▸ Exercise requirements:
Print all of the data exactly as written.

(Spatial localization data)

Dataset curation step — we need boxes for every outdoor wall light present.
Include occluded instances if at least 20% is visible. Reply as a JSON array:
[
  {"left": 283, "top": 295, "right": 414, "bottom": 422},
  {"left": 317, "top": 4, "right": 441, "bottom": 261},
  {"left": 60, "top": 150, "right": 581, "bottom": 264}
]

▸ Written response:
Dataset curation step — we need boxes for every outdoor wall light present.
Include occluded instances if at least 20% is visible. Reply as a JSON array:
[
  {"left": 283, "top": 295, "right": 414, "bottom": 422},
  {"left": 317, "top": 4, "right": 441, "bottom": 261},
  {"left": 60, "top": 150, "right": 581, "bottom": 264}
]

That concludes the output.